▶ Textteil:
Gestern Abend, so mein Ehemann, habe er nachgedacht und glaube nun, dass ich, trotz Erkältung, doch großes Glück habe ein Lieblingspferd zu besitzen. Raus in den Stall, füttern, misten und ein bisschen Reiten, wären jetzt genau das Richtige. Frische Luft sei schließlich bei einer Erkältung sehr förderlich für den Genesungsprozess. Er dagegen huste, habe ein Kratzen im Hals, Schnupfen und gefühlt mindestens 40 Grad Fieber. Studierte Mediziner mögen bei dieser Thematik von einer harmlosen Erkältung sprechen. Er aber leide zutiefst, sei krank. Ohne wenn und aber. Und darüber solle nun ich seine Ehefrau, doch auch einmal nachdenken.

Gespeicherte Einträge
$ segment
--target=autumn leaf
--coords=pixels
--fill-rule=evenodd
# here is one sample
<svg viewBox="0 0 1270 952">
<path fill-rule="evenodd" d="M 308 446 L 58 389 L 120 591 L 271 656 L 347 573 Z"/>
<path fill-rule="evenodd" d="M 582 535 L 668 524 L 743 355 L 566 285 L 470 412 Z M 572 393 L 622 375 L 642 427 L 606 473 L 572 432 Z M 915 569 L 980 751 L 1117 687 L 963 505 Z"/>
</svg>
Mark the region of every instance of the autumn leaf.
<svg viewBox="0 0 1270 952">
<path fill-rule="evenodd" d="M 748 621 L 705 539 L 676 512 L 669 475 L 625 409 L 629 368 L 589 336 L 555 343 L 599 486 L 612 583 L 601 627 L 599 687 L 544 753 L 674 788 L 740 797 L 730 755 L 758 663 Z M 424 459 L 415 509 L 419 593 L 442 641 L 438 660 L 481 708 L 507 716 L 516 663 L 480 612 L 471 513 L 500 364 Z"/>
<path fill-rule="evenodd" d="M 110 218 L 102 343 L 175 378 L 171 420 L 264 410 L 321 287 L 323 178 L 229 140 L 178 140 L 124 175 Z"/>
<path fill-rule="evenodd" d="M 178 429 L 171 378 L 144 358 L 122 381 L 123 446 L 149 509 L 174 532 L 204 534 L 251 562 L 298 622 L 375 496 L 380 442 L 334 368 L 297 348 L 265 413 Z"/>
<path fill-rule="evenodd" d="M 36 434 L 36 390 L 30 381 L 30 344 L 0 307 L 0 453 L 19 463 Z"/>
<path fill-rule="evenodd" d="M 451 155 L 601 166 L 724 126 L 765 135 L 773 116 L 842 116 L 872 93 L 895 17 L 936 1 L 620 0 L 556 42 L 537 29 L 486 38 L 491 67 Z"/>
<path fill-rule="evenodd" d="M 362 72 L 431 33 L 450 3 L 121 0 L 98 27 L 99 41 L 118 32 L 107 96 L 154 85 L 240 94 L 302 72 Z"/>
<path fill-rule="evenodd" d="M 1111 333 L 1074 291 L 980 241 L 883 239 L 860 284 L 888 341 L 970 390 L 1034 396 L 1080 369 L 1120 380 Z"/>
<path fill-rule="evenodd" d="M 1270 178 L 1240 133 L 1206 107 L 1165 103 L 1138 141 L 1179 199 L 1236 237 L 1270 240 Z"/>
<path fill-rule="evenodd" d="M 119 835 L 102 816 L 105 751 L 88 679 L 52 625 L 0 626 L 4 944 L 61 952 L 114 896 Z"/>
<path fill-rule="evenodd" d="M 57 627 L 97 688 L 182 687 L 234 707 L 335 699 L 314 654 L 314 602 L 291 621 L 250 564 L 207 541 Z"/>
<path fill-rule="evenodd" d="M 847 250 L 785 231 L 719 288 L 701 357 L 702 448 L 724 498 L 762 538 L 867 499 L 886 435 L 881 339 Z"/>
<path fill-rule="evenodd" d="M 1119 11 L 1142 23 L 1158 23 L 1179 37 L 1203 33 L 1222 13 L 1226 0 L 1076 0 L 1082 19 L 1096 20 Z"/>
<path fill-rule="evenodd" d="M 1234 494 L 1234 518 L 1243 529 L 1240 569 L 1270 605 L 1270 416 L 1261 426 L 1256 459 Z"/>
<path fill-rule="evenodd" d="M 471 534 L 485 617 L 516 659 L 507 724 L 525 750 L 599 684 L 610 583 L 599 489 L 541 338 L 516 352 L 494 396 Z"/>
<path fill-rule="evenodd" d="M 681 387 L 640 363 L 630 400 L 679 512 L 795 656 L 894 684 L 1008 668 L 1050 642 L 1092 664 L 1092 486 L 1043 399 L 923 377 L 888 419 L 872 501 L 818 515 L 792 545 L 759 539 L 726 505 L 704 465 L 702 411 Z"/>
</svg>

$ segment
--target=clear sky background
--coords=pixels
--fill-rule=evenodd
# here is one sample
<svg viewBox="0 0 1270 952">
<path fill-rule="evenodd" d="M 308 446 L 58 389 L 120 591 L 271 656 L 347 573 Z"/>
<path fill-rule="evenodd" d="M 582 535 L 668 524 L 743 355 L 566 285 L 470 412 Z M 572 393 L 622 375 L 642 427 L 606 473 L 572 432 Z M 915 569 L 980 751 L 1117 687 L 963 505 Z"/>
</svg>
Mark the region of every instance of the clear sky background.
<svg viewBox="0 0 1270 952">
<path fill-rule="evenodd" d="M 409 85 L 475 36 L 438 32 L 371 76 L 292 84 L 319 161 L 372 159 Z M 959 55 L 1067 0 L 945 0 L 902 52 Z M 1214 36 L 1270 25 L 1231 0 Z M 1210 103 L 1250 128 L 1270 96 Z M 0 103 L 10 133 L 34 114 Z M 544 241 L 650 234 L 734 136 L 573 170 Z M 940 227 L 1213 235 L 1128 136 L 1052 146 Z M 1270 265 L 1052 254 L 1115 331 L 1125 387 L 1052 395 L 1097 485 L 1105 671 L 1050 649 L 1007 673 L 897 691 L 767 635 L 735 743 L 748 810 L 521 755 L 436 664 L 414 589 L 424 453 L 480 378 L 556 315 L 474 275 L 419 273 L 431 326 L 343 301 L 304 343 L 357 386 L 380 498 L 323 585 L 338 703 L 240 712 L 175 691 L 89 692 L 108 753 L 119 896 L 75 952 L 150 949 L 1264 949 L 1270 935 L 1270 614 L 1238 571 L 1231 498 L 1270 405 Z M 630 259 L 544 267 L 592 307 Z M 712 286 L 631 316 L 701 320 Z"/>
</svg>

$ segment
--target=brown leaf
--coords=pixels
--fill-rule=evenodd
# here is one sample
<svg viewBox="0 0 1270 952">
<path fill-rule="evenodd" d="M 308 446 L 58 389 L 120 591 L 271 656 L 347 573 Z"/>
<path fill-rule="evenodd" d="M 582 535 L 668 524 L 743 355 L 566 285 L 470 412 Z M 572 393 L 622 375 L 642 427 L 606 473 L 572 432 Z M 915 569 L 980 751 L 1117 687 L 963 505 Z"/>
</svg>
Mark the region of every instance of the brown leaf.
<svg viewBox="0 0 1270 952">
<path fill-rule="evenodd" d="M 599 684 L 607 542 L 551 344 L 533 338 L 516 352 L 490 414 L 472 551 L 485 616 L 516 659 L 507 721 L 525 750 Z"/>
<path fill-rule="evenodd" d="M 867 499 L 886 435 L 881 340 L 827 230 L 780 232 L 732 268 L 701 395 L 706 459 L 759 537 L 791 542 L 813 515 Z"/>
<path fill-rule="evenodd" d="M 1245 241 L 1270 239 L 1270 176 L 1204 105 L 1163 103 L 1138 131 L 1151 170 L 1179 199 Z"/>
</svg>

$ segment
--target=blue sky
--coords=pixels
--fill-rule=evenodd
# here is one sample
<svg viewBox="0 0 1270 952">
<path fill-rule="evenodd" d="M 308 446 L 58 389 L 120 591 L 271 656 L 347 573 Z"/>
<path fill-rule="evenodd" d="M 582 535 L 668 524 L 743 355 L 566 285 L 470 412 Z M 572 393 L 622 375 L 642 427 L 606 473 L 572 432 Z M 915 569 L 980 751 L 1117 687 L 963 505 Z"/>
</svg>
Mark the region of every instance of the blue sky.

▶ Aufgabe:
Beantworte zum Text über die Erkältung diese Fragen:
1. Welche Tätigkeiten im Stall wären laut dem Ehemann jetzt genau das Richtige?
2. Welche Beschwerden hat der Ehemann nach eigener Aussage?
3. Wovon mögen studierte Mediziner bei dieser Thematik sprechen?
Stütze dich ausschließlich auf den Text über die Erkältung.

▶ Antwort:
1. Füttern, misten und ein bisschen Reiten.
2. Er hustet und hat ein Kratzen im Hals, Schnupfen und gefühlt mindestens 40 Grad Fieber.
3. Von einer harmlosen Erkältung.